- **TO DO**:
Copy every one of the entries below word for word, without changing anything.
______
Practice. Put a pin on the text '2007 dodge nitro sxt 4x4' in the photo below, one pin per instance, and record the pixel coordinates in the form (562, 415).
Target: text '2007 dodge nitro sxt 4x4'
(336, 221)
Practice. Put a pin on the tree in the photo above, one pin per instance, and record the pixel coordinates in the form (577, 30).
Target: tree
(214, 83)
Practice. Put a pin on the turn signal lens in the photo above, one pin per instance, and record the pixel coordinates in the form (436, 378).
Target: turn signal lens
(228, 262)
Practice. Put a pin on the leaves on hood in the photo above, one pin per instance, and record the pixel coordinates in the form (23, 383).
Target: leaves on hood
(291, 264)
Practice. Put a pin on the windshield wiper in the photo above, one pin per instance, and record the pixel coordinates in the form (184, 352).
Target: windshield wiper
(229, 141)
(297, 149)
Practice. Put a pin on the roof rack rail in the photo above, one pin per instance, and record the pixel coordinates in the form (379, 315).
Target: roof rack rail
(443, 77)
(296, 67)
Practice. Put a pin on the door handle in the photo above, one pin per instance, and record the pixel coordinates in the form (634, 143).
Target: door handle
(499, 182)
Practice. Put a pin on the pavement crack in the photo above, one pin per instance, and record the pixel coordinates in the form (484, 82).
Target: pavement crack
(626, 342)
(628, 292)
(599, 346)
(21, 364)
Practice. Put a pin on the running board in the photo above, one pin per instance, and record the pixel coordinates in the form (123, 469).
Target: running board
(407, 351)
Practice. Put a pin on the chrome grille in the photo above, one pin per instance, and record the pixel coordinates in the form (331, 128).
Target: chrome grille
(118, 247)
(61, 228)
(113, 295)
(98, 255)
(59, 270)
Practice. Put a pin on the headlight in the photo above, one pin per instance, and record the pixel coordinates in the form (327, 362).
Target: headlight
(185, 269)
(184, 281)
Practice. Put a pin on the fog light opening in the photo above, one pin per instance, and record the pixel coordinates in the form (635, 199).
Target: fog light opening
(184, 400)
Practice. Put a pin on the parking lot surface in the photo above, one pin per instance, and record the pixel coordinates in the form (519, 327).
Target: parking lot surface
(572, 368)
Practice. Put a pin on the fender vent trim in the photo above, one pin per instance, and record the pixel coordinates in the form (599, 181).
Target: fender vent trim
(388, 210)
______
- **COMPLETED EXERCISE**:
Practice. Put a pin on the text '2007 dodge nitro sxt 4x4' in the photo below, one pin per instance, and record the pixel coordinates in the form (562, 415).
Target: text '2007 dodge nitro sxt 4x4'
(336, 221)
Practice. Put a pin on the tree in the photo above, one pin per instance, and record the pixel coordinates in the form (577, 30).
Target: tree
(214, 83)
Practice. Put a pin on the turn signal lens in the photo above, one pin per instance, and record the pixel coordinates in the form (436, 378).
Target: turn signal lens
(228, 262)
Practice. Put a pin on the leaves on hood in the photo above, one pin per instance, and record the pixel coordinates in the form (23, 383).
Target: leaves on hood
(291, 264)
Practice. Put a pin on the windshield wiper in the photo above, one pin per instance, and record the pixel coordinates in the form (184, 352).
Target: windshield wiper
(229, 141)
(297, 149)
Practice. Put a pin on the roof rack rail in the photo above, one pin per instance, and record the pixel coordinates in the form (379, 315).
Target: roof rack rail
(443, 77)
(296, 67)
Practice. Put a pin on the door handle in the photo above, one pin per instance, and record the pixel coordinates in the form (634, 143).
Target: door handle
(499, 182)
Practice. Put a pin on the pavement crack in the photo above, one pin per instance, and record the pixel coordinates in the form (484, 82).
Target: pavement crack
(626, 342)
(628, 292)
(599, 346)
(21, 364)
Practice. Put a pin on the running board in the photo above, one pin per instance, and record the pixel coordinates in the form (123, 469).
Target: running board
(407, 351)
Practice. Put a pin on the chrome grille in the photo above, one pin per instance, and record the pixel coordinates in the form (331, 128).
Target: chrome grille
(118, 247)
(61, 228)
(113, 295)
(98, 255)
(59, 270)
Practice. Put a pin on the headlight in the photo above, one pin per instance, and record the pixel coordinates in the form (327, 362).
Target: headlight
(185, 269)
(184, 281)
Practice. Put a pin on the fog light opening in the photo above, one pin per instance, and record the pixel coordinates in the form (635, 199).
Target: fog light opening
(184, 400)
Practice. Put a pin on the parking lot surface in the photo above, one pin per instance, and record the pixel coordinates in the form (519, 327).
Target: parking lot surface
(572, 368)
Practice. Put a pin on the fender vent trim in the photo above, one pin per instance, and record the pixel coordinates in the form (599, 181).
Target: fender vent trim
(388, 210)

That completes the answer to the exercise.